Instructions for the task:
Pick out each line of the records below that contains the string "metal", and copy those lines. Matching is case-sensitive.

Coordinate labeling data:
— Start —
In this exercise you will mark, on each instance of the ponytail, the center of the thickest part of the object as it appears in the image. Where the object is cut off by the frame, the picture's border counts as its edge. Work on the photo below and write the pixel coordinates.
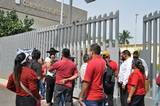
(18, 64)
(138, 63)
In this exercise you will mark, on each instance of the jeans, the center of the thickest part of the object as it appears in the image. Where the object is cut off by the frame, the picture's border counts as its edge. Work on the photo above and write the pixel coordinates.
(41, 88)
(123, 95)
(137, 100)
(157, 99)
(25, 101)
(50, 83)
(66, 92)
(94, 103)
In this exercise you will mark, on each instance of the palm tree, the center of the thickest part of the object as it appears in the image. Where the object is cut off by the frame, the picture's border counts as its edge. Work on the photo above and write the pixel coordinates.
(124, 37)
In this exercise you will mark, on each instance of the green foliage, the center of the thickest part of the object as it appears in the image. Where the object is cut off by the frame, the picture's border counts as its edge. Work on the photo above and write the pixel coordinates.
(10, 24)
(124, 37)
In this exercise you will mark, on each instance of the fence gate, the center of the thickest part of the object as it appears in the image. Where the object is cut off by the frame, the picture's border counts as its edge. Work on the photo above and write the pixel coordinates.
(151, 48)
(77, 37)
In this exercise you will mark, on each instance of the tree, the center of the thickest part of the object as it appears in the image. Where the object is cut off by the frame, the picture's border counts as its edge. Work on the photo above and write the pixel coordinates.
(124, 37)
(10, 24)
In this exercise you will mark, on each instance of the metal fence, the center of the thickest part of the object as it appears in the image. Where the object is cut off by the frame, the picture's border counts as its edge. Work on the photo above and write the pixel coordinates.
(151, 48)
(77, 37)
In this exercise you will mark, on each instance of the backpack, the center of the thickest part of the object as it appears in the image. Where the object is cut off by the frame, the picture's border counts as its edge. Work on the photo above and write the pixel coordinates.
(108, 80)
(158, 80)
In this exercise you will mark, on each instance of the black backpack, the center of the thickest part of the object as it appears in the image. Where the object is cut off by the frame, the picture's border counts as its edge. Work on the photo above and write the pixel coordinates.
(108, 80)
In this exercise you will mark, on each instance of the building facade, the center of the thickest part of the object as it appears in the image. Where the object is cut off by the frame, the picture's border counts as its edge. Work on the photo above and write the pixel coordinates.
(44, 12)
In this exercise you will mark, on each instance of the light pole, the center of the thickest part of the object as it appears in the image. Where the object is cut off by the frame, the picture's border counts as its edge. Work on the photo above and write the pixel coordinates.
(70, 11)
(136, 29)
(61, 18)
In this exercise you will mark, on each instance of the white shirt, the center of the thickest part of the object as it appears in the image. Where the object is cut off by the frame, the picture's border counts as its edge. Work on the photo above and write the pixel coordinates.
(83, 70)
(125, 71)
(145, 67)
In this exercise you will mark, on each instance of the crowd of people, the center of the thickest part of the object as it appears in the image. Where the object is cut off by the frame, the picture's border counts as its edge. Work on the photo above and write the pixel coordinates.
(34, 79)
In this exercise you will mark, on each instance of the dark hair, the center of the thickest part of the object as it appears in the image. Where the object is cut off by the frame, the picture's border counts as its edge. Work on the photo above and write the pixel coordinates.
(135, 54)
(36, 54)
(95, 48)
(126, 52)
(18, 67)
(85, 57)
(138, 63)
(66, 52)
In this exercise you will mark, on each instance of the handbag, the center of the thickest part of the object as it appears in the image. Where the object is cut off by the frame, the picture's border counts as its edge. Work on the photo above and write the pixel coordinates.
(158, 80)
(147, 85)
(29, 92)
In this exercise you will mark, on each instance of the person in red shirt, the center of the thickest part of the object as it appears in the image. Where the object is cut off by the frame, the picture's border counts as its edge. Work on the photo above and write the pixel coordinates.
(23, 76)
(92, 85)
(136, 84)
(66, 72)
(109, 90)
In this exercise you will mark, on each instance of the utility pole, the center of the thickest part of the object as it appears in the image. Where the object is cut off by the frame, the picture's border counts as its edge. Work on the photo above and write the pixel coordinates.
(135, 30)
(61, 18)
(70, 11)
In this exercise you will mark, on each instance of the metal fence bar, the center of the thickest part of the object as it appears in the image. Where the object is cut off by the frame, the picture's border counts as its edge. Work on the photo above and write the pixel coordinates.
(94, 31)
(149, 39)
(154, 52)
(117, 30)
(89, 34)
(99, 30)
(110, 30)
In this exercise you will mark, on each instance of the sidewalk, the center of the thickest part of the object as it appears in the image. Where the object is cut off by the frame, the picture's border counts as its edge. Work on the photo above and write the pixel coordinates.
(7, 98)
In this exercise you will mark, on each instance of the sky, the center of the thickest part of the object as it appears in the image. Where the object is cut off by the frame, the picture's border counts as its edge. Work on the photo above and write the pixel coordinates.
(127, 9)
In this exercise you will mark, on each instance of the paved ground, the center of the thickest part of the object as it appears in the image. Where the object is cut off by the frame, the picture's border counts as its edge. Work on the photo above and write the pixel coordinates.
(7, 98)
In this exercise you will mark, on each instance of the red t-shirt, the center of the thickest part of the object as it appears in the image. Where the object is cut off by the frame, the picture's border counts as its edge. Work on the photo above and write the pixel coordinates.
(137, 79)
(29, 80)
(64, 68)
(94, 76)
(44, 69)
(114, 66)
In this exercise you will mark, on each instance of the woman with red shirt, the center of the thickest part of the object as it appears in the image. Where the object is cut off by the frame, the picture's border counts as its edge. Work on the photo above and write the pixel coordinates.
(21, 78)
(136, 84)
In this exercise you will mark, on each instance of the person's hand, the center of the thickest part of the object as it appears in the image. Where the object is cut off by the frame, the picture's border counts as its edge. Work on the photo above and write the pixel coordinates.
(81, 102)
(63, 81)
(123, 86)
(48, 64)
(38, 103)
(129, 100)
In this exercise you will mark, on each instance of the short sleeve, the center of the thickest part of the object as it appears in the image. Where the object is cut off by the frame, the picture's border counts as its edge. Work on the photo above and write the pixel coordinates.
(32, 80)
(134, 79)
(54, 66)
(89, 72)
(75, 71)
(11, 85)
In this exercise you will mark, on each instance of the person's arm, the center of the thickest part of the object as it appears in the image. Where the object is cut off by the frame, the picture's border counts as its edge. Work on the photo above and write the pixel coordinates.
(86, 81)
(133, 82)
(133, 89)
(127, 71)
(146, 68)
(11, 85)
(32, 79)
(52, 67)
(75, 75)
(85, 86)
(39, 71)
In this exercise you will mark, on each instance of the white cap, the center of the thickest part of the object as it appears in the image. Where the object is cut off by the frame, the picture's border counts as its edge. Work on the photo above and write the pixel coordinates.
(47, 60)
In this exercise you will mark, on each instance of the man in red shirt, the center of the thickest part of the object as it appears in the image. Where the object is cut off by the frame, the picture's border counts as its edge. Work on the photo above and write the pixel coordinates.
(136, 84)
(66, 72)
(92, 86)
(109, 89)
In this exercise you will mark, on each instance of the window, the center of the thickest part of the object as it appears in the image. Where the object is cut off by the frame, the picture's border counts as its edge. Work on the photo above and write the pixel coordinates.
(17, 1)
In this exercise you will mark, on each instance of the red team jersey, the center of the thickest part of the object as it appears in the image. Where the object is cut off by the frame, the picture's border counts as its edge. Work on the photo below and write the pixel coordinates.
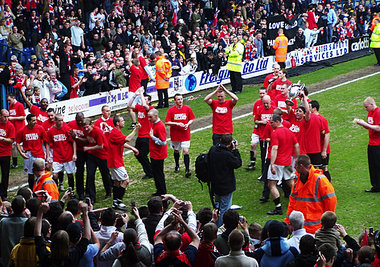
— End —
Correct answer:
In this exercise you will mark, on each instance of the metal fence, the center of the thickest part of the object as it appears in the image. Where the object is cut off by the frame, the picture's border counts as its edge. Work on the photo above and write the pixel coordinates.
In this exercise you will mark, on each instance of the metal fence bar, the center of the thickest part of the object as it appears in the image. Where the object is cut off by the frame, the picture's border counts as its edge. Work on the photo above and write the pixel coordinates.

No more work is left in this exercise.